Task material ::
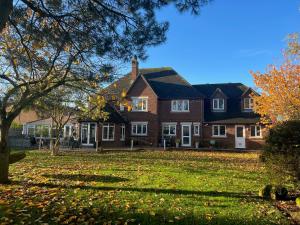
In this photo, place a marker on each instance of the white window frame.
(122, 107)
(250, 103)
(218, 100)
(141, 98)
(109, 126)
(196, 125)
(255, 131)
(219, 130)
(135, 124)
(169, 126)
(65, 135)
(177, 104)
(123, 132)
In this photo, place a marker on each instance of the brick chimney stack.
(134, 68)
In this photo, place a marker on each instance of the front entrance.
(240, 139)
(88, 133)
(186, 135)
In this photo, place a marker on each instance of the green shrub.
(282, 152)
(265, 192)
(281, 193)
(298, 201)
(17, 156)
(274, 193)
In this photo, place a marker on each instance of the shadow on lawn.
(87, 178)
(117, 215)
(149, 190)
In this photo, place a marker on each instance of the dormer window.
(248, 103)
(180, 106)
(218, 104)
(139, 104)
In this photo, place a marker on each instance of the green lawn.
(137, 188)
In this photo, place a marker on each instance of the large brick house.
(157, 106)
(162, 107)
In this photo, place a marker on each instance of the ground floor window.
(169, 129)
(255, 131)
(108, 132)
(122, 133)
(196, 129)
(219, 130)
(139, 128)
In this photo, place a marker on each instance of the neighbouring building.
(157, 106)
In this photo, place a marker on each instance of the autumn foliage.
(280, 90)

What to work on ::
Reproduce every line of the data above verbatim, leaving out the pictures.

Correct answer ::
In this photo, place a marker on each instance of the white window frame.
(122, 107)
(250, 103)
(218, 100)
(141, 98)
(109, 126)
(196, 125)
(255, 131)
(219, 130)
(135, 124)
(169, 126)
(65, 135)
(177, 104)
(123, 132)
In this photo, place a marker on each instance of the brick chimney stack.
(134, 68)
In this photo, place a marker on each instance of the front entrance.
(240, 139)
(88, 133)
(186, 135)
In this photo, place a marker on each instance of the green shrub.
(282, 152)
(265, 192)
(281, 193)
(298, 201)
(17, 156)
(274, 193)
In this photo, place a marker on each instance of the shadow on lawn.
(87, 178)
(117, 215)
(149, 190)
In this photo, place a marker on each instance of the dormer window.
(248, 103)
(180, 106)
(218, 104)
(139, 104)
In this photo, place a marker on each instance of the green lawn.
(137, 188)
In this photo, place a marker on each instance of the large brick house.
(157, 106)
(162, 107)
In this photo, place a marker on each instance of the ground floor window.
(169, 129)
(255, 131)
(108, 132)
(122, 133)
(196, 129)
(219, 130)
(139, 128)
In this photo, place a marker on each instance of the neighbouring building.
(157, 106)
In this photo, place a marker on each instance of the autumn foliage.
(280, 90)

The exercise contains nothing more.